_Problem requirements_: Scan the data, and whenever a line contains "zebra", copy it.

_Input_:
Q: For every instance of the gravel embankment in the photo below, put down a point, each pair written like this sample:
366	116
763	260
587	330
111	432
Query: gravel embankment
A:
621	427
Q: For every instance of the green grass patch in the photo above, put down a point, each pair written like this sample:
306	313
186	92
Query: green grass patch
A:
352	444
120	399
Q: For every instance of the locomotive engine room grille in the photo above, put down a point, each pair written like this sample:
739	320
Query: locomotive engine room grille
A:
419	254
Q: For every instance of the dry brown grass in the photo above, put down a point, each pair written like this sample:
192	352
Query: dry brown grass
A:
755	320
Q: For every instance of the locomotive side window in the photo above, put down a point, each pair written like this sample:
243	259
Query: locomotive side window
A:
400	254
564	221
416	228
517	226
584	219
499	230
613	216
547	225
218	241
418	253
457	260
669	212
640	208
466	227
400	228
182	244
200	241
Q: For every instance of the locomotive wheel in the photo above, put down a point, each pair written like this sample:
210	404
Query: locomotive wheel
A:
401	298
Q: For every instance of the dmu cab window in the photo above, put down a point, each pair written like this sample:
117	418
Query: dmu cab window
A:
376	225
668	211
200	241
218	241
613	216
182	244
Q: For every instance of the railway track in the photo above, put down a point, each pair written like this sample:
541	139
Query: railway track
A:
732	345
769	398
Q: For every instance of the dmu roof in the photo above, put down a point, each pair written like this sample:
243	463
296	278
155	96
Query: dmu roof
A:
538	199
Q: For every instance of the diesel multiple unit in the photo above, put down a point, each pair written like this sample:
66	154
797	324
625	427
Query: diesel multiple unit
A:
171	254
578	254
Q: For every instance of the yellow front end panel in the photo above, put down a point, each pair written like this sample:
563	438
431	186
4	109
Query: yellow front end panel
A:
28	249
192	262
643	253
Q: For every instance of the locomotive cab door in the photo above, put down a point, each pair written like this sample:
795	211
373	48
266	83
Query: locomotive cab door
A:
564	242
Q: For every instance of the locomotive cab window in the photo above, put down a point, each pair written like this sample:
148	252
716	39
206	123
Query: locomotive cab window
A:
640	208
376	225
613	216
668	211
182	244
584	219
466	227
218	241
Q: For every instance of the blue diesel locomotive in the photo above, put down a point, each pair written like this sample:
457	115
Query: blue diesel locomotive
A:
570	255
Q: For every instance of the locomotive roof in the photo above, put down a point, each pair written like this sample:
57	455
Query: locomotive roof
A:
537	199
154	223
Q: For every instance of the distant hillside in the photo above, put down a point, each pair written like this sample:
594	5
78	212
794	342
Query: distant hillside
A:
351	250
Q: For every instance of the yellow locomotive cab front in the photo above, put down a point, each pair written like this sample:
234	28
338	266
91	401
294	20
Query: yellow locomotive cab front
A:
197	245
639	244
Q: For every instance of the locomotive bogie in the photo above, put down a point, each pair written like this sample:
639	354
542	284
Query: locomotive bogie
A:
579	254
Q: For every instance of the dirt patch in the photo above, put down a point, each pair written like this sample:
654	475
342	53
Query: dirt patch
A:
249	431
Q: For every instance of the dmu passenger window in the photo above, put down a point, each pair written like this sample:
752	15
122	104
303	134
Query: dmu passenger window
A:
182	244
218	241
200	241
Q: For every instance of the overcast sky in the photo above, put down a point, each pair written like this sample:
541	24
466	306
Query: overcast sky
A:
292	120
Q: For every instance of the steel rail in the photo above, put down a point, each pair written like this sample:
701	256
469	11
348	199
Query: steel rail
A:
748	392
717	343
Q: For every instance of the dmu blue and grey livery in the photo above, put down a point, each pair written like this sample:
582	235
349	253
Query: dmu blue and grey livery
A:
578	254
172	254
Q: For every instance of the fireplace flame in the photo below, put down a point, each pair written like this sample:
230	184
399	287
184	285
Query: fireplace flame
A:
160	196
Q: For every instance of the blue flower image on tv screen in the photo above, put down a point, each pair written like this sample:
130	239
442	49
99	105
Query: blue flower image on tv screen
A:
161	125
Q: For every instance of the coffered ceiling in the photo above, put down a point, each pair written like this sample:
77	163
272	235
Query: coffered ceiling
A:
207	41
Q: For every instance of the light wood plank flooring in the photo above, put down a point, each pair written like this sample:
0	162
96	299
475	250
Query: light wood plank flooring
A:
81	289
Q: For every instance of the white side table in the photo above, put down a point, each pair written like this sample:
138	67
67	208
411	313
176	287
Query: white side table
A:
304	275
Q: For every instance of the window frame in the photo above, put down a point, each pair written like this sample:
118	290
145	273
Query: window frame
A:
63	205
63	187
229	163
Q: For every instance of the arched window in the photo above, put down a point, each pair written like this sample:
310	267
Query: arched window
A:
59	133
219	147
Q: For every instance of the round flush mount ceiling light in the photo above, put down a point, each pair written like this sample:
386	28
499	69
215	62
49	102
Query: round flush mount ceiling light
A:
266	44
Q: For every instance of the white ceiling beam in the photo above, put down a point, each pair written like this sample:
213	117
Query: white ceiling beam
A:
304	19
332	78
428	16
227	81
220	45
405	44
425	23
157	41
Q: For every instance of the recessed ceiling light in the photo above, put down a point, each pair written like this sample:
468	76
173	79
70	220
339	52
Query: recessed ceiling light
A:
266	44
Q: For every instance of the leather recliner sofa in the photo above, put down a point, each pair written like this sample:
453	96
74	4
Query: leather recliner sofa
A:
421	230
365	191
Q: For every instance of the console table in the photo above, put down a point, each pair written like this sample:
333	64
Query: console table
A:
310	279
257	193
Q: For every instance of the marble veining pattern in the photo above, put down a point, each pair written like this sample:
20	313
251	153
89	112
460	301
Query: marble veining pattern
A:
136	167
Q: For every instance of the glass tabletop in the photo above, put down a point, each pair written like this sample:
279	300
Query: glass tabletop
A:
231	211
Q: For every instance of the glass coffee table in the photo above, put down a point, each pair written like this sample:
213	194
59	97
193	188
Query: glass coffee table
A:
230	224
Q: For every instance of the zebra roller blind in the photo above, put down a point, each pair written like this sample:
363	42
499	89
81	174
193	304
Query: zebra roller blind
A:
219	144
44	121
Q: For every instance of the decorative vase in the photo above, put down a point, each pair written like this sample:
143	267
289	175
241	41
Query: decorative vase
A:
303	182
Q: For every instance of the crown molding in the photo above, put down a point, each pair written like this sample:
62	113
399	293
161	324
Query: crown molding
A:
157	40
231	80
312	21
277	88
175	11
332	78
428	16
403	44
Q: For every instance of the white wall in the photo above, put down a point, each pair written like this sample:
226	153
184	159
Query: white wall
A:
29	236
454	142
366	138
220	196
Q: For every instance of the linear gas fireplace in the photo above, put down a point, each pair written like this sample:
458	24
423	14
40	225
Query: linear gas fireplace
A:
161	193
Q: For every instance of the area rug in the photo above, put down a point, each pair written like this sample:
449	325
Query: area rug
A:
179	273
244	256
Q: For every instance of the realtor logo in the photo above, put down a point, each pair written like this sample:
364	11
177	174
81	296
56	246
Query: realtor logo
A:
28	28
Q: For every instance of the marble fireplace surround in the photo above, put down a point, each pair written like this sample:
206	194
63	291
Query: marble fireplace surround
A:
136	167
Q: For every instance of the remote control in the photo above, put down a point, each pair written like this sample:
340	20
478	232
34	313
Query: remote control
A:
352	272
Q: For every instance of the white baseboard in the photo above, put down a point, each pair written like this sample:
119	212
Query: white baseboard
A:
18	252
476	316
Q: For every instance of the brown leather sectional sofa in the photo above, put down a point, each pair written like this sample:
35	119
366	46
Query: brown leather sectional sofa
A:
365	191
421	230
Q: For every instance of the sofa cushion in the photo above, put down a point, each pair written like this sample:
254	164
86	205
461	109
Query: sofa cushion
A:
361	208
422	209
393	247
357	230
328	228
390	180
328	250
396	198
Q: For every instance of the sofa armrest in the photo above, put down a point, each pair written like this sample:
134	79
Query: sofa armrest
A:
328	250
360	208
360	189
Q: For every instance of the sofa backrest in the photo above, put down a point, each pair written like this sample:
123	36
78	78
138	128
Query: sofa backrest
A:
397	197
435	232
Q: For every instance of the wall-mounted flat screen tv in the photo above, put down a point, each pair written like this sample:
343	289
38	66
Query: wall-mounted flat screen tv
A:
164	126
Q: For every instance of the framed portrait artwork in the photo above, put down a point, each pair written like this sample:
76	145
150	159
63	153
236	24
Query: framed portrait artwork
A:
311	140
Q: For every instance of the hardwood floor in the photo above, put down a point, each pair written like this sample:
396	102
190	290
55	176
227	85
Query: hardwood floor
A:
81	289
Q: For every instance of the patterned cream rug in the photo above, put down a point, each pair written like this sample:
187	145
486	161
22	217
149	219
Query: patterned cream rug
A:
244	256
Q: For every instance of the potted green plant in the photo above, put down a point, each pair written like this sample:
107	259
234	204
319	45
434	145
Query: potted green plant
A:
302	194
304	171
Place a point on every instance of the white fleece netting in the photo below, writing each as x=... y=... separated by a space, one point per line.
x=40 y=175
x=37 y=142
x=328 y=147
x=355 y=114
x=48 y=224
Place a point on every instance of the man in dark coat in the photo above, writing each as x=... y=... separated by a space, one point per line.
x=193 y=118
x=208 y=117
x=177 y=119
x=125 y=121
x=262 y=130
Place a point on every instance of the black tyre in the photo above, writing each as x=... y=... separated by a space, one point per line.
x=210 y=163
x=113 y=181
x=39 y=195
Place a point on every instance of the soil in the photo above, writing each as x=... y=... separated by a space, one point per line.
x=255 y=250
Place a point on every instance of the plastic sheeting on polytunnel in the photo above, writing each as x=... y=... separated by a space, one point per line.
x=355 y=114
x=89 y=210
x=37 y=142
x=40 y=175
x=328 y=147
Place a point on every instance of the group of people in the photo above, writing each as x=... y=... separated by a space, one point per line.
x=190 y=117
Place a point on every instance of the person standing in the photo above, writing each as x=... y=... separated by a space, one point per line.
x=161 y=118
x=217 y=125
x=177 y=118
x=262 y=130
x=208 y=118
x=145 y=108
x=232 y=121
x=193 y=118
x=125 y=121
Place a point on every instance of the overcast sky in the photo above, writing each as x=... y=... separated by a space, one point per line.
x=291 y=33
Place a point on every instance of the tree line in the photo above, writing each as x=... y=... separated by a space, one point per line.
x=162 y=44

_Task result_:
Q: For every instance of the zebra roller blind in the photo above, put down a point, each pair written like this sample:
Query: zebra roller blind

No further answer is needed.